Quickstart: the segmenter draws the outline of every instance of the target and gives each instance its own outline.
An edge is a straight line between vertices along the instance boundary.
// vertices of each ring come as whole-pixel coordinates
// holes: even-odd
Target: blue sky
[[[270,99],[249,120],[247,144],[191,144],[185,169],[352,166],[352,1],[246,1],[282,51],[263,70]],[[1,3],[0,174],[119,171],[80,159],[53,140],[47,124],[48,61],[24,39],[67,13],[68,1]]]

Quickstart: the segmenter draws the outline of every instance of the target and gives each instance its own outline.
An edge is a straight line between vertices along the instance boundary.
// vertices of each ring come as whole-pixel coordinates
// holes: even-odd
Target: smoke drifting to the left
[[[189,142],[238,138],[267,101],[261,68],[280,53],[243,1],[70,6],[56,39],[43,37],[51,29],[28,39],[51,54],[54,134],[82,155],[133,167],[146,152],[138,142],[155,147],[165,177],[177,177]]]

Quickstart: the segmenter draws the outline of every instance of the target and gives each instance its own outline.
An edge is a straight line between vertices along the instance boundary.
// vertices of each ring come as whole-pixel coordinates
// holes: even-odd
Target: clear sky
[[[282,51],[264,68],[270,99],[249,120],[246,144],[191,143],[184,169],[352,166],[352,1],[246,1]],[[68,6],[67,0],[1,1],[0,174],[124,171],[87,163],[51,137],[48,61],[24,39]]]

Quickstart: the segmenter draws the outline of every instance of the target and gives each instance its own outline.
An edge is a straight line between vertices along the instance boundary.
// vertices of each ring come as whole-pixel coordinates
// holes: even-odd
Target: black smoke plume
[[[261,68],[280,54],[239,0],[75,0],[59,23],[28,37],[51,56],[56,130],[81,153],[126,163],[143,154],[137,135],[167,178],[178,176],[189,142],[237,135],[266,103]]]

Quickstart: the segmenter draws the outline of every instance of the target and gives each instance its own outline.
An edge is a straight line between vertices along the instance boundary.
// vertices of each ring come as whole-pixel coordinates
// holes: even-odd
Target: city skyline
***
- Aim: Can you write out all five records above again, line for line, without changing a single character?

- Final answer:
Quickstart: the segmenter draws the outline of every instance of the target and gives each instance its own outline.
An edge is a straight line between vertices along the instance boundary.
// vertices of each ring come as whole-pixel coordinates
// holes: even-odd
Target: blue sky
[[[270,99],[249,120],[247,144],[191,144],[185,169],[352,166],[352,1],[246,1],[282,51],[263,70]],[[1,3],[0,174],[119,171],[80,159],[53,140],[47,124],[48,61],[24,39],[67,13],[68,1]]]

Quickstart: the segmenter draws the outline of every instance of the target and gives each instance its own outline.
An edge is a straight line between vertices along the instance boundary.
// vertices of each ring come as whole-pixel coordinates
// holes: even-odd
Target: smoke drifting to the left
[[[189,142],[238,138],[267,101],[261,68],[280,53],[243,1],[70,6],[56,39],[43,37],[51,29],[28,39],[51,54],[54,134],[82,155],[133,167],[146,152],[138,142],[155,147],[165,177],[177,177]]]

Quickstart: the segmenter draws the outline of every instance of the target and gives each instance its own outline.
An edge is a straight line between vertices along the instance boundary.
// vertices of each ring come as whole-pixel coordinates
// holes: even-odd
Target: clear sky
[[[282,51],[264,68],[270,99],[249,120],[246,144],[191,143],[184,169],[352,166],[352,1],[246,1]],[[68,6],[67,0],[1,1],[0,174],[124,171],[87,163],[51,137],[48,61],[24,39]]]

Quickstart: the segmenter draws the outline of every instance of the target and gives each instance its own outline.
An edge is a straight line between vertices along the instance boundary.
// vertices of each ring come as whole-pixel coordinates
// holes: even-odd
Target: black smoke plume
[[[261,68],[280,54],[239,0],[75,0],[59,23],[28,37],[51,56],[56,130],[81,153],[126,163],[143,154],[137,135],[167,178],[178,176],[189,142],[237,135],[266,103]]]

Quickstart: the segmenter draws the outline of every instance of the target and gives each instance its own outline.
An edge is a straight line between vertices along the instance boundary.
// vertices of each ring come as whole-pixel coordinates
// holes: even-odd
Target: city skyline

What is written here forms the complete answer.